# DATASET RECORDS
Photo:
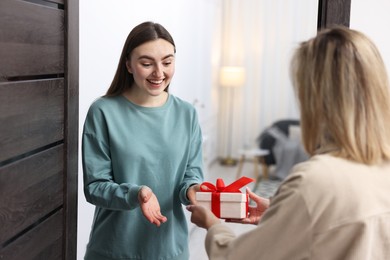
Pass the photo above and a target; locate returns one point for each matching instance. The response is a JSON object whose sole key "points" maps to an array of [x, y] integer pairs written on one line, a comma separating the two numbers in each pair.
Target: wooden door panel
{"points": [[35, 110], [30, 189], [41, 242], [31, 39]]}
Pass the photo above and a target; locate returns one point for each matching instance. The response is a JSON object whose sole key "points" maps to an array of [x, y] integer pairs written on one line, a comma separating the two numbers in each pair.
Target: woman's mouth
{"points": [[155, 82]]}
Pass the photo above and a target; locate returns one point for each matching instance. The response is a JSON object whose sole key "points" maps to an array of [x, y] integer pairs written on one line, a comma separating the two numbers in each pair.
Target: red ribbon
{"points": [[220, 187]]}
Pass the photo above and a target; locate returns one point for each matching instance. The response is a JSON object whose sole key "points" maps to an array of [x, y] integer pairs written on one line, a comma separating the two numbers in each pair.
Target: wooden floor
{"points": [[228, 174]]}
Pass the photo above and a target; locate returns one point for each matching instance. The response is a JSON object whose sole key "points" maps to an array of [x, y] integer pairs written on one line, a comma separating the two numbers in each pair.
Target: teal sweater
{"points": [[125, 146]]}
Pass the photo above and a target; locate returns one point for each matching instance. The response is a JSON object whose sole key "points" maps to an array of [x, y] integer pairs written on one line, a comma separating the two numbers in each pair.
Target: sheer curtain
{"points": [[260, 35]]}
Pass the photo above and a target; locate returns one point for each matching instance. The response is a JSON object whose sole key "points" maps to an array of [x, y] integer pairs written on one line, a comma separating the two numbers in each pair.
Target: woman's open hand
{"points": [[150, 206]]}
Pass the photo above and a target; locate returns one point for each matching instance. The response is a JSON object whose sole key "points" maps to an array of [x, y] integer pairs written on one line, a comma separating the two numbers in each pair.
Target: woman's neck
{"points": [[146, 100]]}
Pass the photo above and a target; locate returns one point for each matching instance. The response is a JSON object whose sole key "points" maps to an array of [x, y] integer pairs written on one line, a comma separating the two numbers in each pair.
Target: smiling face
{"points": [[152, 65]]}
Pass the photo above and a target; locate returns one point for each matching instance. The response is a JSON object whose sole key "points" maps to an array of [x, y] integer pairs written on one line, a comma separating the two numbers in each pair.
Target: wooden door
{"points": [[38, 129], [332, 12]]}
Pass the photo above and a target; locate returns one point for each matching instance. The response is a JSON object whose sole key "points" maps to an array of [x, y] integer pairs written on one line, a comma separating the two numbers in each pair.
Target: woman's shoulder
{"points": [[103, 103], [181, 103]]}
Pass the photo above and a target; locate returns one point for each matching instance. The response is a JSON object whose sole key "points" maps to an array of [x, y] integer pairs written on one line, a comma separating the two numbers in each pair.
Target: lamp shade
{"points": [[232, 76]]}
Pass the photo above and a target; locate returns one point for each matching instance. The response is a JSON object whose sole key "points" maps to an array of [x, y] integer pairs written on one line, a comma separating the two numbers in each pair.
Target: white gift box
{"points": [[232, 204]]}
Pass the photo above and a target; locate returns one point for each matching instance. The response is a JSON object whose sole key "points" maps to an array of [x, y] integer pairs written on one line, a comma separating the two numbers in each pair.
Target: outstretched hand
{"points": [[254, 212], [150, 206]]}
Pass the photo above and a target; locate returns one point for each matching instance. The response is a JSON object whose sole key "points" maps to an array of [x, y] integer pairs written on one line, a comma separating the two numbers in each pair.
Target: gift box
{"points": [[226, 202]]}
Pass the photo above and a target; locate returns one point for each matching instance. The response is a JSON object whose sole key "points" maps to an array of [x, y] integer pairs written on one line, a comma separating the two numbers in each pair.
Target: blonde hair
{"points": [[342, 86]]}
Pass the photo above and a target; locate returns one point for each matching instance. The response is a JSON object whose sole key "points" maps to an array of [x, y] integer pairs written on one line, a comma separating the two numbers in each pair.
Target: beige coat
{"points": [[328, 208]]}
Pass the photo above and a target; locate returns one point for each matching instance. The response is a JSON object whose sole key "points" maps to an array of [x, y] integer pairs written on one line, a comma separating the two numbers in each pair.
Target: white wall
{"points": [[373, 19], [104, 26]]}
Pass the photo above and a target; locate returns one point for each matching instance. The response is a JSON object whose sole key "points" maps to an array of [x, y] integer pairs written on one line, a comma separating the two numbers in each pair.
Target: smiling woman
{"points": [[134, 172]]}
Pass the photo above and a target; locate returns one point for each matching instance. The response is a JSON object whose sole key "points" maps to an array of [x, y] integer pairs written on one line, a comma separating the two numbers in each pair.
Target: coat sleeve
{"points": [[284, 232], [100, 188]]}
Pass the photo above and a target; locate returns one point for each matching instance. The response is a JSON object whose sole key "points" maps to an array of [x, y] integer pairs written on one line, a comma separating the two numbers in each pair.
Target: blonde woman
{"points": [[335, 205]]}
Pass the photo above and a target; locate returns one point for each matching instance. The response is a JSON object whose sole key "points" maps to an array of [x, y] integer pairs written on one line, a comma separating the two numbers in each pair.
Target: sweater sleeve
{"points": [[286, 225], [194, 169], [100, 188]]}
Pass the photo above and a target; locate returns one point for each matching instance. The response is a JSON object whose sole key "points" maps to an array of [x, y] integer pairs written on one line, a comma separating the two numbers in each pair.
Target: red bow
{"points": [[216, 190]]}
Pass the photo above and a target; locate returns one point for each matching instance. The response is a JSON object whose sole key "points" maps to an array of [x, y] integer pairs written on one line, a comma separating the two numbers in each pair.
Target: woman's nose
{"points": [[158, 70]]}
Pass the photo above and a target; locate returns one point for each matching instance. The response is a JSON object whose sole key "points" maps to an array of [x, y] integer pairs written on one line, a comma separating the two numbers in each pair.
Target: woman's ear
{"points": [[128, 67]]}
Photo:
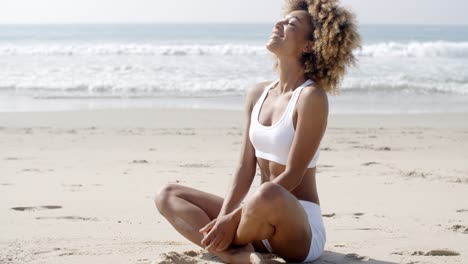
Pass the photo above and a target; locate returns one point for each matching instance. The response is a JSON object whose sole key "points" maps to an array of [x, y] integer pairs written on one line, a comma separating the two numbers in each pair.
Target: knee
{"points": [[266, 196], [163, 196]]}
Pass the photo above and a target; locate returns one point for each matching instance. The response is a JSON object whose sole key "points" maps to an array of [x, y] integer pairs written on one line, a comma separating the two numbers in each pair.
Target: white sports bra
{"points": [[274, 142]]}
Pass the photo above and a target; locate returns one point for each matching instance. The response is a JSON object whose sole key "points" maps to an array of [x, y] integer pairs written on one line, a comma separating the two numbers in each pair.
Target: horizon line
{"points": [[206, 23]]}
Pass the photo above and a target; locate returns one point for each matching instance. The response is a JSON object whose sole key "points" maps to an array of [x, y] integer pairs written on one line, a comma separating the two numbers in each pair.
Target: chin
{"points": [[272, 46]]}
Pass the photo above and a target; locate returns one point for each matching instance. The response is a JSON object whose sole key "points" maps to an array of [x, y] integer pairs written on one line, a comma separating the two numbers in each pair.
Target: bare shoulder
{"points": [[255, 91], [312, 99]]}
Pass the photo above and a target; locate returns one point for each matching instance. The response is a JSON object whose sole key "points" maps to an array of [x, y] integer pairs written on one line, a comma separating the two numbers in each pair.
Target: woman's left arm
{"points": [[312, 114]]}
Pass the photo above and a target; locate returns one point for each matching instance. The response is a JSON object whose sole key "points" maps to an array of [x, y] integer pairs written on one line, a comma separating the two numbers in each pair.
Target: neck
{"points": [[291, 74]]}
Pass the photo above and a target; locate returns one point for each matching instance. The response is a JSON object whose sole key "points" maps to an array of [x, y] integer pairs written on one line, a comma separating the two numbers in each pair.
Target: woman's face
{"points": [[290, 36]]}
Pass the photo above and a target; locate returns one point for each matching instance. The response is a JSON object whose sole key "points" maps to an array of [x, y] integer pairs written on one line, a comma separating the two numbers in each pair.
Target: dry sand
{"points": [[77, 187]]}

# PROBLEM TO WORK ON
All of the data is to be reproduced exactly, with the pictures left out.

# ANSWER BOX
Photo:
Pass the photo above and a target; locate returns one point for each matching instance. The response is a JSON object whose sole key "points" maps to an array of [x, y] integer pairs written on one line, a comma separating the two numbers in each pair.
Target: wooden door panel
{"points": [[35, 110], [30, 189], [41, 242], [31, 39]]}
Pass the photo above and a target; locate returns one point for each matching instance. The response is a JSON object whose sole key "points" maps to an array of [x, y] integer pairs written on one line, a comma separating the two numbers in each pair.
Target: woman's mouth
{"points": [[155, 82]]}
Pass the photo above and a target; locate returns one point for each matching instance. The response is a JSON object whose sole key "points" maps to an array of [x, y] integer pairs written on one line, a comma separating the two numbers in each pair.
Target: red ribbon
{"points": [[220, 187]]}
Pass the photo above and a target; locate returns one point for each matching instance. The response is a JSON object whose sole key "points" maps to an array of [x, y] integer pairs written on one line, a comma separating the two numbers in each pair.
Target: wooden floor
{"points": [[228, 174]]}
Pass the photo above and a target; locate returns one point for each matching instance. The response is a JSON object whose sole key "points" maps to an array of [x, y] integer pairs written on one line, a comma separating the two numbers in each pair.
Target: teal sweater
{"points": [[125, 146]]}
Pass the photo above and a target; locate returns one point for each matching instance. The response is a JSON object whose sole key "points" maps to an array of [x, y] integer pairs written on one line, a comma separating the two numbers in each pair.
Target: sheer curtain
{"points": [[260, 35]]}
Pass the photo above and a target; locate returns one point for each matching instance. The response is a JSON object whose sole key "points" maps to an array of [x, y] integer pairs written on one line, a comma separating the two numbers in each pair.
Target: woman's open hand
{"points": [[150, 206]]}
Pass the photo above and a target; locate returns one point for each matching instance. The response is a JSON object whose sole key "points" maps to an array of [x, y] integer pairs written on one line, a comma separating the two numbers in each pair.
Target: woman's neck
{"points": [[146, 100]]}
Pass the photo above and a target; locate returns one point for each matching instance. The response is a JSON object whose sole key "points" maps to an array of [x, y] integer pairs written on one line, a comma separating the two numbers in each pair.
Target: smiling face
{"points": [[152, 65]]}
Pass the photo above and a target; locate returns one point for each matching instance. The response is a JSON object whose sole key "points" maps to an array of [x, y] integer pairs written on one line, a comma separating the two numbers in each pair.
Target: wooden door
{"points": [[38, 129], [332, 12]]}
Pass the photo above and a target; locate returns one point for each matching instance. The response is a JSON object whose sole key "points" maps to an array of [x, y] integer pairs written on one line, a comma separating the two numbers in each pair.
Target: woman's shoulder
{"points": [[103, 103], [181, 103]]}
Pass the photo above and a target; locate returns one point for each matching instance. The response is a JSON object whose sole key "points" maps to an array of [x, y] integer pairs written on one line, a comma separating the two numbers in each pair.
Target: lamp shade
{"points": [[232, 76]]}
Pass the photo above and a target; locate returns one point for each matching instance. The response is a JSON object whose sole key "points" maps to an array of [x, y] integer pairs written on one line, a comma separating the two numbers in each pair.
Target: white gift box
{"points": [[232, 204]]}
Pass the photo above and a target; locate returns one point for each matching instance. The response is a JSON object whose sole key "points" maps to an array of [x, y] integer pairs written on one line, a comma separating the two numbers in each pair.
Target: outstretched hand
{"points": [[254, 212], [150, 206]]}
Pass the photo above and a target; locate returns one point for each matching instance. The response is a JSON object whose sole key "points" maps to an array of [x, y] integer pairs written on one line, a comma separating the two numbers in each pair.
Target: gift box
{"points": [[226, 202]]}
Pass the photo above and a target; locate returns one point for each matching instance. The response is a JSON object whose sole key "points" maps to an array of [x, y] integer pairs written on one line, a comma separating the two numbers in each pair.
Target: blonde hair
{"points": [[342, 86]]}
Pass the photo above and a target; locate returns one point for each matching instance. The response is a JSON object whose sole key "points" maps to an array of [x, y] integer pairs written on one line, a comma separating the two numbers in each pair.
Target: beige coat
{"points": [[328, 208]]}
Pass the photo above and a target; locate returns one point for each matching instance. The response is a JSON object whose sole key "points" maps to an array of [x, y] integer pairs written on one line, a comma separating the two numbers in each pair.
Target: white wall
{"points": [[373, 19], [104, 26]]}
Pass the photo above and a target; locate returns one point for each matching instance. The response is a JSON object whose sole key "points" maps to an array of [x, y] integer pairs written on one line, a comma separating the two numbers in each pair.
Target: smiling woman
{"points": [[134, 172]]}
Pass the photo above and a target; locate returns one point for each matching instance. The response is a JSON object whose sole key "points" maps to an array of [x, y] integer pairs written on one line, a comma separating the two numbers in each pair.
Target: coat sleeve
{"points": [[284, 232], [100, 188]]}
Pass the photo above and a target; locate returns one point for each matching instance. The response is a JSON object whose sole key "points" maps to an array of [x, y] integer pairs written on one line, a comma separating the two numbers in each pair.
Target: blonde woman
{"points": [[335, 205]]}
Pass the photo above and a target; locate returns one point for each matching instance. The response is a JSON object whose sole key "points" maps to an array of [x, y] integer pairs written on one line, a comma separating the two numbers in each pair.
Target: sweater sleeve
{"points": [[286, 225], [194, 169], [100, 188]]}
Pass the photo above and a target; locate returns one point for each matching instance. The response is a JSON object whose sole key "points" maps to an array of [x, y] integer pairs written on one line, a comma separating the two numbers in each pair.
Target: red bow
{"points": [[216, 190]]}
Pass the photo above and a target; locate returns one point for each matching instance. The response is a JSON object whose sole key "points" maps to an array of [x, y] integer pairs written on one line, a comma separating the two numbers in each pair.
Target: woman's nose
{"points": [[158, 70]]}
Pass the photo above and a target; locate returns one point for each matching instance. The response is a JSON object whose sole key "points" maps to an array of [x, y] integer pairs written on one line, a comma separating the two numbers in each pair.
Target: woman's ear
{"points": [[128, 67]]}
Photo:
Pass the photo above and a target; locate returns one point for each matching instance. The response is a JSON object whose sole key "points" maps to an array of [x, y] integer pairs written on one line, a comma separating the two numbers in each pair.
Target: knee
{"points": [[266, 196], [163, 196]]}
Pass the photo above and a target; locate returns one point for each matching instance. The response is a JSON object whose sole key "points" maps to an array of [x, y] integer pairs written on one line, a comma separating the two numbers in each pair.
Target: white sports bra
{"points": [[274, 142]]}
Pass the photo above and a target; locate returns one point for each matching instance. The response is a JSON object whose sole key "points" maps to an array of [x, y] integer pairs written on one line, a comma separating the two numbers in each pair.
Target: horizon line
{"points": [[206, 23]]}
Pass the photo above and a target; locate returns one point for each matching instance. The response is a JSON object whose sole key "points" maps to an array of [x, y] integer pairs written on one line, a comma separating the two numbers in each pair.
Target: chin
{"points": [[272, 46]]}
Pass the photo above and a target; locate returns one point for each matching instance. The response is a JSON object whose sole key "points" maps to an array of [x, y] integer pairs written on one line, a comma separating the two numbers in each pair.
Target: bare shoulder
{"points": [[255, 91], [312, 99]]}
Pass the photo above and a target; locate returns one point for each matching instance. The response is a JSON object whose sole key "points" maps to an array of [x, y] integer pairs written on one line, a comma separating the two numbers in each pair.
Target: woman's left arm
{"points": [[312, 114]]}
Pass the photo above and a target; locate returns one point for each matching instance. The response is a JSON object whose sole key "points" maps to an array of [x, y] integer pairs written on one line, a comma separating the two numbers in each pair.
Target: neck
{"points": [[291, 74]]}
Pass the photo above and a target; locate returns one point for each matching instance. The response is a JSON object whose sole key "points" maps to an array of [x, y] integer pairs written on one line, a comma separating the two numbers in each pair.
Target: woman's face
{"points": [[290, 36]]}
Pass the photo above and a target; locate returns one point for each matching instance. The response is a JSON object whose sole key "points" maps to an array of [x, y] integer pairs written on one line, a comma separating the two numbers in each pair.
Target: dry sand
{"points": [[77, 187]]}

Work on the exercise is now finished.